WHAT THIS TASK INVOLVES: Show every line in the records below that contains the word "dark", copying each line in full.

Object detection records:

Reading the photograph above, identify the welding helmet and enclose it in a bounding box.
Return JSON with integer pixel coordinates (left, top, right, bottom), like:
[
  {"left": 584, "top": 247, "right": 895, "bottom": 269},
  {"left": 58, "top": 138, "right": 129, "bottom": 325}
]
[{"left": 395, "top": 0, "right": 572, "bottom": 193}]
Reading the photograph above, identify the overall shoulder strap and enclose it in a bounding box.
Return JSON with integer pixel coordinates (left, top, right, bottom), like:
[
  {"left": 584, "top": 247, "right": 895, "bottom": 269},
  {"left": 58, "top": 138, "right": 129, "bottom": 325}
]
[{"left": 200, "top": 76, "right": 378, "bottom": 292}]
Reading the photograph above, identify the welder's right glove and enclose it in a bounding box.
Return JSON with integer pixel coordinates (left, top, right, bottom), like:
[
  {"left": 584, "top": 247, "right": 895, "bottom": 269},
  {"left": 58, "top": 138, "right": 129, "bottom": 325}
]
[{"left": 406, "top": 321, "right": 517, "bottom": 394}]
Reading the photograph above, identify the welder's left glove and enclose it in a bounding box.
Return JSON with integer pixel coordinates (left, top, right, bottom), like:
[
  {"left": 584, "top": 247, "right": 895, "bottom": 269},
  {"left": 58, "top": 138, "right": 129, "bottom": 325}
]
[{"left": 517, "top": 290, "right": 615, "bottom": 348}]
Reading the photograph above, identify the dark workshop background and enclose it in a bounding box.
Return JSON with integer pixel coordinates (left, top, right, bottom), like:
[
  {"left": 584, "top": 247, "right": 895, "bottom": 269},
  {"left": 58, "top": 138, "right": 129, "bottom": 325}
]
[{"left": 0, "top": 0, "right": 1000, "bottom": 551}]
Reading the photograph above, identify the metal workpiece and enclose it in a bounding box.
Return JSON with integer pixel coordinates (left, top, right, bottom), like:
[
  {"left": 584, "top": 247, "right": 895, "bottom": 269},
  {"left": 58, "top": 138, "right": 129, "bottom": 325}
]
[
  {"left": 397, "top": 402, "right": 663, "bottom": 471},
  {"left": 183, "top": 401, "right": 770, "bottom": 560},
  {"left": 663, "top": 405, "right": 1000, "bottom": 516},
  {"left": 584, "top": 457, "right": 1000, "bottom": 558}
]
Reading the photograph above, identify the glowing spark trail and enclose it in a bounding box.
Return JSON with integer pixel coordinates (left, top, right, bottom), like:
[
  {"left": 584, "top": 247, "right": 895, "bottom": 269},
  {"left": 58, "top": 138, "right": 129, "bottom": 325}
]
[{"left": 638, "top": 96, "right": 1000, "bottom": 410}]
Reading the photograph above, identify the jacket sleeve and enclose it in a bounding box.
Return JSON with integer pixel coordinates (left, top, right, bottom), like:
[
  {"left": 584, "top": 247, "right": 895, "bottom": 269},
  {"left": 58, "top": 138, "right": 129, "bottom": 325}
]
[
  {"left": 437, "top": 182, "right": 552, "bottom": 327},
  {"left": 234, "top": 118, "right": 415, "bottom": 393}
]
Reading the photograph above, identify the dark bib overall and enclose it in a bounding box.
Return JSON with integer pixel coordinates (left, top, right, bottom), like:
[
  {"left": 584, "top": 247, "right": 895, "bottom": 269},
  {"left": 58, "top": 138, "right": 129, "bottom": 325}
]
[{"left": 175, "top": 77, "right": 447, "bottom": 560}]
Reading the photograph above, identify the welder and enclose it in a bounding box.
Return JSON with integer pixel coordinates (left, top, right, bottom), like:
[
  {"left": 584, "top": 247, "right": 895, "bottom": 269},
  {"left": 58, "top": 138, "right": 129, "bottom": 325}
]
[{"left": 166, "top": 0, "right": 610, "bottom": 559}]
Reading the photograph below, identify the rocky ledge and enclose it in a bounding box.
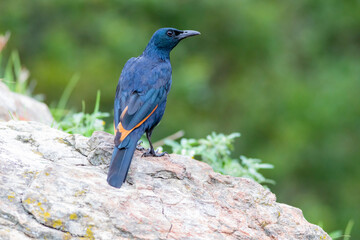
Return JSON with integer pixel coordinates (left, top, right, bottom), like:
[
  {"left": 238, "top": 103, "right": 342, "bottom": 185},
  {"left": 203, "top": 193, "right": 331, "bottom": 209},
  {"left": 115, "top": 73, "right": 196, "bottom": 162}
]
[{"left": 0, "top": 121, "right": 330, "bottom": 240}]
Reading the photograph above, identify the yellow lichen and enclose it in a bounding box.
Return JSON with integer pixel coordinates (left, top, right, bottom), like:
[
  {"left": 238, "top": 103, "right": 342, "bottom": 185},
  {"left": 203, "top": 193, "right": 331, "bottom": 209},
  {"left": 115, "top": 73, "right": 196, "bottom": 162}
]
[
  {"left": 63, "top": 232, "right": 71, "bottom": 240},
  {"left": 70, "top": 213, "right": 77, "bottom": 220},
  {"left": 53, "top": 219, "right": 63, "bottom": 228}
]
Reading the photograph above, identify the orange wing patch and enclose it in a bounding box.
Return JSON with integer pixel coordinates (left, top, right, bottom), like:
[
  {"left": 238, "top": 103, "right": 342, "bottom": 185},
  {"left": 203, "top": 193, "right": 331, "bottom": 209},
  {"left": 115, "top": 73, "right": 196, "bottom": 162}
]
[{"left": 116, "top": 105, "right": 158, "bottom": 142}]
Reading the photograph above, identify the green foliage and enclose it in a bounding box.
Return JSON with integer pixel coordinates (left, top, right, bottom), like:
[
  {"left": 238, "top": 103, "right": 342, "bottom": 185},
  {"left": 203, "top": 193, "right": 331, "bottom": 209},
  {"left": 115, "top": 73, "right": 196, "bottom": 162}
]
[
  {"left": 0, "top": 50, "right": 31, "bottom": 95},
  {"left": 165, "top": 132, "right": 275, "bottom": 184},
  {"left": 50, "top": 74, "right": 80, "bottom": 122},
  {"left": 54, "top": 91, "right": 110, "bottom": 137},
  {"left": 0, "top": 0, "right": 360, "bottom": 236}
]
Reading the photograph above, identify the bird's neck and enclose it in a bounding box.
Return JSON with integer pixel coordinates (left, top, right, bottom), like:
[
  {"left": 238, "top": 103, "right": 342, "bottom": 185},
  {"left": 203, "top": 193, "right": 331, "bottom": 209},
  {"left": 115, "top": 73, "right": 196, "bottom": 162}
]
[{"left": 143, "top": 43, "right": 170, "bottom": 61}]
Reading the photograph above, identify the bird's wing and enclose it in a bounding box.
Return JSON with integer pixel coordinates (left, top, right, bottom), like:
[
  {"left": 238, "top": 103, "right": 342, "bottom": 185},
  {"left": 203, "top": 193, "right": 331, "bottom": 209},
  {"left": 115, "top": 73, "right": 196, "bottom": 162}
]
[{"left": 115, "top": 87, "right": 167, "bottom": 145}]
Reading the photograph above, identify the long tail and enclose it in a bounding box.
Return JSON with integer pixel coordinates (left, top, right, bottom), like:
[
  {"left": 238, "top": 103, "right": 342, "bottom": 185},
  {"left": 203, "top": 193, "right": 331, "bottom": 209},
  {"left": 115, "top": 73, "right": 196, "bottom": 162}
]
[{"left": 107, "top": 141, "right": 137, "bottom": 188}]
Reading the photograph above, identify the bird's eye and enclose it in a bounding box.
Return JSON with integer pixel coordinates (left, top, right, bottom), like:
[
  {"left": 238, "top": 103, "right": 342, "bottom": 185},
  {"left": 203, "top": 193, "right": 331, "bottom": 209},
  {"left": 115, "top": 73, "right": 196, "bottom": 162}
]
[{"left": 166, "top": 30, "right": 174, "bottom": 37}]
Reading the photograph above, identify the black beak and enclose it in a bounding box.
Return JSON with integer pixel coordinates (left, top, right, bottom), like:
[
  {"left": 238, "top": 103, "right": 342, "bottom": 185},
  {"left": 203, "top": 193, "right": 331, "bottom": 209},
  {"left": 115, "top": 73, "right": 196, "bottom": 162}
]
[{"left": 177, "top": 30, "right": 200, "bottom": 40}]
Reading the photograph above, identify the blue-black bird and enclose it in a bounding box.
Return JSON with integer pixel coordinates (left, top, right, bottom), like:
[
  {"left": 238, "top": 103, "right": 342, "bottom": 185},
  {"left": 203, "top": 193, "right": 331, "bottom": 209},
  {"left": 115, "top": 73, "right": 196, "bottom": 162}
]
[{"left": 107, "top": 28, "right": 200, "bottom": 188}]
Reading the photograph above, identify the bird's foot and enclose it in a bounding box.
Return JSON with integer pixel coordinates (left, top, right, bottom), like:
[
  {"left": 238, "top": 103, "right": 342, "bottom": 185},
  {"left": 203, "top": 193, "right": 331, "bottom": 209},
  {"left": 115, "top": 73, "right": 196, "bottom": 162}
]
[
  {"left": 141, "top": 149, "right": 169, "bottom": 157},
  {"left": 136, "top": 140, "right": 145, "bottom": 151}
]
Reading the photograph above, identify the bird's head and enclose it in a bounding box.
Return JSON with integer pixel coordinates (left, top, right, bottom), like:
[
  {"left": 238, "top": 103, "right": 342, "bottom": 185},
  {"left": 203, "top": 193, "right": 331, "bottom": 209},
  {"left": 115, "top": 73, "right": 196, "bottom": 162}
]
[{"left": 148, "top": 28, "right": 200, "bottom": 55}]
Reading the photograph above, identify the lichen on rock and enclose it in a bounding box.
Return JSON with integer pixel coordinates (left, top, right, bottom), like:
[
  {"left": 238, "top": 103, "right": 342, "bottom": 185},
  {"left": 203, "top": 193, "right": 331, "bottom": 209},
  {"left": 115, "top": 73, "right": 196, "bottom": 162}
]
[{"left": 0, "top": 121, "right": 330, "bottom": 240}]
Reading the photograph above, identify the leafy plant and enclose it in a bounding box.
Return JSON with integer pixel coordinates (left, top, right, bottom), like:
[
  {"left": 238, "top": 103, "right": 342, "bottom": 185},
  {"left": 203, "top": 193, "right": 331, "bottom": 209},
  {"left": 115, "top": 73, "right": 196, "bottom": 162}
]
[
  {"left": 54, "top": 91, "right": 110, "bottom": 137},
  {"left": 165, "top": 132, "right": 275, "bottom": 184},
  {"left": 329, "top": 220, "right": 354, "bottom": 240},
  {"left": 0, "top": 32, "right": 43, "bottom": 100}
]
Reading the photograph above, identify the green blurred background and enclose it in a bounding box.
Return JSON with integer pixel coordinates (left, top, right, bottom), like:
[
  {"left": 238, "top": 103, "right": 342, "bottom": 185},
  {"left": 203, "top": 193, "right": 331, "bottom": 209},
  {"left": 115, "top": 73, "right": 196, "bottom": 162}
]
[{"left": 0, "top": 0, "right": 360, "bottom": 236}]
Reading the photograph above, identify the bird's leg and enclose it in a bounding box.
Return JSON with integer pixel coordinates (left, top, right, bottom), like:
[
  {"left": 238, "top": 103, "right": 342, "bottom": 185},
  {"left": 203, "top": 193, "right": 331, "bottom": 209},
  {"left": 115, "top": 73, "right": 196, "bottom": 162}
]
[
  {"left": 142, "top": 131, "right": 168, "bottom": 157},
  {"left": 136, "top": 140, "right": 145, "bottom": 151}
]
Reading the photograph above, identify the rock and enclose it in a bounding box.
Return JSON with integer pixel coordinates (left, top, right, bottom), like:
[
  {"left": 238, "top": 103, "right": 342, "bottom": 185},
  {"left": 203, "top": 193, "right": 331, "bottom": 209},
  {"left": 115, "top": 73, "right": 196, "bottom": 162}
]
[
  {"left": 0, "top": 121, "right": 330, "bottom": 240},
  {"left": 0, "top": 81, "right": 54, "bottom": 125}
]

ANSWER TO THIS TASK:
Reading the photograph above, identify the dark workshop background and enclose it in a bounding box.
Reading the photograph above, identify the dark bib overall and enclose it in a bounding box.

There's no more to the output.